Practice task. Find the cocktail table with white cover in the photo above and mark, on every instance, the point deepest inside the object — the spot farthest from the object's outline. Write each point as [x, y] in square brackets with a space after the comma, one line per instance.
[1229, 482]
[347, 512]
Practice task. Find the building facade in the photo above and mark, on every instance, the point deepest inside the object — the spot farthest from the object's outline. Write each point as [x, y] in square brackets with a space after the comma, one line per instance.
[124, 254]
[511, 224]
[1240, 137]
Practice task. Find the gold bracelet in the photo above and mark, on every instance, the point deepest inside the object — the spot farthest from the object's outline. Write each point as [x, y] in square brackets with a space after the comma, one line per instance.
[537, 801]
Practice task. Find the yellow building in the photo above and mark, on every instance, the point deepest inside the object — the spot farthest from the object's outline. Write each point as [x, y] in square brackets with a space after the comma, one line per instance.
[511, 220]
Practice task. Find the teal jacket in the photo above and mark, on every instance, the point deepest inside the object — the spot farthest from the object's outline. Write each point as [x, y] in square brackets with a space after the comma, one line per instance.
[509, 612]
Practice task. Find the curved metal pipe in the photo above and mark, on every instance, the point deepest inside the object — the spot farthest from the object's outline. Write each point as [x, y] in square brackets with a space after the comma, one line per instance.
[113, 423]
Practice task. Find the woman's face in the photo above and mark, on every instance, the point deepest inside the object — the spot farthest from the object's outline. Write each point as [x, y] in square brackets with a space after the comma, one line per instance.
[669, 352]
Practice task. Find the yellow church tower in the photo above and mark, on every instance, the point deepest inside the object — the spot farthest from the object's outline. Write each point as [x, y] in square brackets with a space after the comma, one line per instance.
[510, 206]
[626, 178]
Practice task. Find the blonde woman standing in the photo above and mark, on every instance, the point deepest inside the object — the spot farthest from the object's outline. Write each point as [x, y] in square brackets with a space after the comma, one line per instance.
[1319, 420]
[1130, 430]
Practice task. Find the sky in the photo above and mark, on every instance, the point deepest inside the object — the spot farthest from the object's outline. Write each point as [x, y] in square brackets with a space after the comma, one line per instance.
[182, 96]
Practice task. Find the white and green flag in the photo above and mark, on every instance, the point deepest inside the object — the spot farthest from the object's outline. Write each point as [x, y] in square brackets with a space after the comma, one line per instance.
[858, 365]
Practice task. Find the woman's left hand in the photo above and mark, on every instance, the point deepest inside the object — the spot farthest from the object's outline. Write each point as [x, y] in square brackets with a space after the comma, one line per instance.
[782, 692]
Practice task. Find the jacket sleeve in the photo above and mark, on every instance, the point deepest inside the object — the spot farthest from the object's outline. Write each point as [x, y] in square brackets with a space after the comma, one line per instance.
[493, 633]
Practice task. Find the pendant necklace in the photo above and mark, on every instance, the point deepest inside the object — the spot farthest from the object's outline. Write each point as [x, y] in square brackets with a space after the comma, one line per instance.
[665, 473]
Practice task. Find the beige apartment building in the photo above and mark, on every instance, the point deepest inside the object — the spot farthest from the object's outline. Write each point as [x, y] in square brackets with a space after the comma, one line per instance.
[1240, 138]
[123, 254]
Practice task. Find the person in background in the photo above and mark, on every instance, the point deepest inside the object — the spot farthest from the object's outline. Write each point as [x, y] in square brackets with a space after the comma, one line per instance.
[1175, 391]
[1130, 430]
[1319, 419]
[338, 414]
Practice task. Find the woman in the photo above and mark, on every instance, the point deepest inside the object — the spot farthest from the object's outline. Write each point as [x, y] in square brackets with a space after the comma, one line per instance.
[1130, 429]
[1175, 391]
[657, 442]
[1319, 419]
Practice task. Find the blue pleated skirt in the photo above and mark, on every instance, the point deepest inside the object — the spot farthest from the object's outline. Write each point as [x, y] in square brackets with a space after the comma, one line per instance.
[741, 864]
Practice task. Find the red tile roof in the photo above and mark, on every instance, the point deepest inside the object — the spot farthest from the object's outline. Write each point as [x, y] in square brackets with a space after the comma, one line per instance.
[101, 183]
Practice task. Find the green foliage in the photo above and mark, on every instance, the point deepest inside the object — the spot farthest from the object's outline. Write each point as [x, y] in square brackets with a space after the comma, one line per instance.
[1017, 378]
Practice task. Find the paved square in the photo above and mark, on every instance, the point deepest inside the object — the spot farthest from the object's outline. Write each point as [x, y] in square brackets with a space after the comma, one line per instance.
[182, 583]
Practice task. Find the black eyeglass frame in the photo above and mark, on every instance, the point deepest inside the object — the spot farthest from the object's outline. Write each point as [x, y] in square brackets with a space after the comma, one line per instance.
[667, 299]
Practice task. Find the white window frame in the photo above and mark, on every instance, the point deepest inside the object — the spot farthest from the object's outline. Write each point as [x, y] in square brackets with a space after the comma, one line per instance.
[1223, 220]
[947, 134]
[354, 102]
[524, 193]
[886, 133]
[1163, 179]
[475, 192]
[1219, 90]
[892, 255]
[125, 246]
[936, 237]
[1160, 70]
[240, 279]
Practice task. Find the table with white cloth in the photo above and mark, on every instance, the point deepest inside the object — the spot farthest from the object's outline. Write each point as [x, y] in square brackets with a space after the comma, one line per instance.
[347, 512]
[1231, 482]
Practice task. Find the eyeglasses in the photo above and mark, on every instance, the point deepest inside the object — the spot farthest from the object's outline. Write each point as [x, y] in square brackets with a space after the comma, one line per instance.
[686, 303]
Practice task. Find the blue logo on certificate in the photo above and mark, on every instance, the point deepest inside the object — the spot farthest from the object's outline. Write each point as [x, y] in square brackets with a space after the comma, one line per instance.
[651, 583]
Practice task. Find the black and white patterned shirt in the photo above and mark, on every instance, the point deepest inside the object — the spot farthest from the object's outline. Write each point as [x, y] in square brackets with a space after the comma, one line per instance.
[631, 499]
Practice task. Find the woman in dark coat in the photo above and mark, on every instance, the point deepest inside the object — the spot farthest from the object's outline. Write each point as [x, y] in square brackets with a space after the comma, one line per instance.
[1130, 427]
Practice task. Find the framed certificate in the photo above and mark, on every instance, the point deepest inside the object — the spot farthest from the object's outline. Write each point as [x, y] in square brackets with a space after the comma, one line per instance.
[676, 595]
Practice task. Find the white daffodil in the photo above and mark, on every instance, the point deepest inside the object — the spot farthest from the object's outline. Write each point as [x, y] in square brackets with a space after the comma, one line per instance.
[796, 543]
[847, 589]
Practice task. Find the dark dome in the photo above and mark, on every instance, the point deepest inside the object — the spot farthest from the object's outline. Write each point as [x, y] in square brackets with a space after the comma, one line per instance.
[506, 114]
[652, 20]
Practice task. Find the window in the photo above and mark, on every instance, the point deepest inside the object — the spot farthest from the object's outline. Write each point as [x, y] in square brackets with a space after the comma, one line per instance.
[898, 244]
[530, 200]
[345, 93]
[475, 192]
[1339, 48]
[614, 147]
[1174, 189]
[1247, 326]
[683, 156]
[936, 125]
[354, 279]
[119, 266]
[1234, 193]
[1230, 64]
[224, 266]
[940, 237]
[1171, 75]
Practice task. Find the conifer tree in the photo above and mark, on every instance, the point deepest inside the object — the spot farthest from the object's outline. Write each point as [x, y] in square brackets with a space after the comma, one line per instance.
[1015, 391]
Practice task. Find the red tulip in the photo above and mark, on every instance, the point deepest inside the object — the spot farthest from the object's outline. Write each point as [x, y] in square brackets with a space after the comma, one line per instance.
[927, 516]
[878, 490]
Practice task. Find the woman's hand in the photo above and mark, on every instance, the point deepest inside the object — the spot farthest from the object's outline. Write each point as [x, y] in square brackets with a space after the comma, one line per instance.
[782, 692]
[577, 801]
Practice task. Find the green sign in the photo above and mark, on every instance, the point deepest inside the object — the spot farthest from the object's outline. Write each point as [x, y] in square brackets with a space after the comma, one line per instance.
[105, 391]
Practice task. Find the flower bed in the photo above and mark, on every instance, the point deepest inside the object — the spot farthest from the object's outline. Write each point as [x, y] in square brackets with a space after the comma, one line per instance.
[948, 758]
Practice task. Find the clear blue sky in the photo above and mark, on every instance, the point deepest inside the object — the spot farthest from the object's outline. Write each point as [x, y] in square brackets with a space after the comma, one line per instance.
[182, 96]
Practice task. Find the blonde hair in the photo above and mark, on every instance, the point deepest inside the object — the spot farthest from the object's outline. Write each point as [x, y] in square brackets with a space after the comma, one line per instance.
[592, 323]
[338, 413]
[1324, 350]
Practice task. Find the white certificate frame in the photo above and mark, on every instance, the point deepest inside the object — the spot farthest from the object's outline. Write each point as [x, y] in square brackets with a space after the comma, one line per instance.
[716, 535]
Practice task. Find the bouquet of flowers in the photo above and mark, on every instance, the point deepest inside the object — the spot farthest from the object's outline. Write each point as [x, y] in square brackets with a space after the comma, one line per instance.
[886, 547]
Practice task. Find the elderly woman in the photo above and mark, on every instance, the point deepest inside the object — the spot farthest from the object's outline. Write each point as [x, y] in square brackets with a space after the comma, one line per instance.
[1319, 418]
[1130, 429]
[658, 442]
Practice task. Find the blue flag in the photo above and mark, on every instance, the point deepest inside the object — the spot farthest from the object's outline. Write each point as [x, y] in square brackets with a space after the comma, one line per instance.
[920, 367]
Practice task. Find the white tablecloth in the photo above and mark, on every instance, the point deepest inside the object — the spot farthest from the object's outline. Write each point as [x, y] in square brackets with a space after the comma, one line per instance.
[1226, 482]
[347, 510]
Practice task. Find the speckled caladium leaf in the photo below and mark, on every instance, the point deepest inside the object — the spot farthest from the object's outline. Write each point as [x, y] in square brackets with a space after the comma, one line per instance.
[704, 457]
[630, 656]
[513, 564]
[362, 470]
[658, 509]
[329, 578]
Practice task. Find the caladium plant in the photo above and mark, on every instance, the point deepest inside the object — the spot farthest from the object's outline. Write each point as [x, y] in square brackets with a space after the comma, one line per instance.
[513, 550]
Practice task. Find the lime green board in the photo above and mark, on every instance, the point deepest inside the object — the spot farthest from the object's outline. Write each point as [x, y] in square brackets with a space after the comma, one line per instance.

## What is being asked
Starting at the line that contains "Practice task. Find the caladium", retype each line through the end of the listing above and nothing else.

## The output
Practice task. Find the caladium plant in the photo above and mark, on every instance, the point deepest inside the object — the spot farthest from the object's outline. Write each point as [x, y] in square brackets with a space after the comma, one line per instance.
[513, 550]
Practice task. Find the lime green board in the photo above and mark, on every instance, the point deepest inside the object — the spot farthest from the object's outline. Write each point as [x, y] in square brackets with a space after the comma, one line per instance.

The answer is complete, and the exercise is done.